Provided passage –
-=-=-=-=-
Police, who launched a nationwide hunt for the works, said there had been no word from the thieves, who were widely expected to demand a ransom. "The Scream," a 20th century icon of angst, is too well known for the thieves to try to sell, experts say.
"It can only be with horror that you react to something like this," Deputy Culture Minister Yngve Slettholm said by telephone, also expressing shock over what he said was Norway's first armed art theft. "We can only hope they end up back at the Munch Museum."
"The Scream" — there are four versions of Munch's best-known painting — depicts an anguished figure who appears to be screaming or shielding his ears from a scream.
Masked, armed thieves broke into the Oslo's Munch Museum on Sunday and, as visitors and staff watched in shock, tore "The Scream" and another famous Munch work, "Madonna," from the walls and loaded them into a car. The getaway car and the picture frames were found by police in Oslo hours later.
-=-=-=-=-
Source data –

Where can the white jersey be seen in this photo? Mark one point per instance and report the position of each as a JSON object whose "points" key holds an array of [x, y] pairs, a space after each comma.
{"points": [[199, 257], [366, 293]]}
-=-=-=-=-
Set of tasks –
1: Return the part of the passage about the Munch theft that starts at "Police, who launched" and ends at "sell, experts say.", copied word for word.
2: Answer these questions from the passage about the Munch theft.
(a) How many versions of "The Scream" are there?
(b) Which other Munch work did the thieves take?
(c) Where did police find the getaway car and the picture frames?
The material plays no part in this work.

Per-task outputs –
1:
Police, who launched a nationwide hunt for the works, said there had been no word from the thieves, who were widely expected to demand a ransom. "The Scream," a 20th century icon of angst, is too well known for the thieves to try to sell, experts say.

2:
(a) Four.
(b) "Madonna."
(c) In Oslo.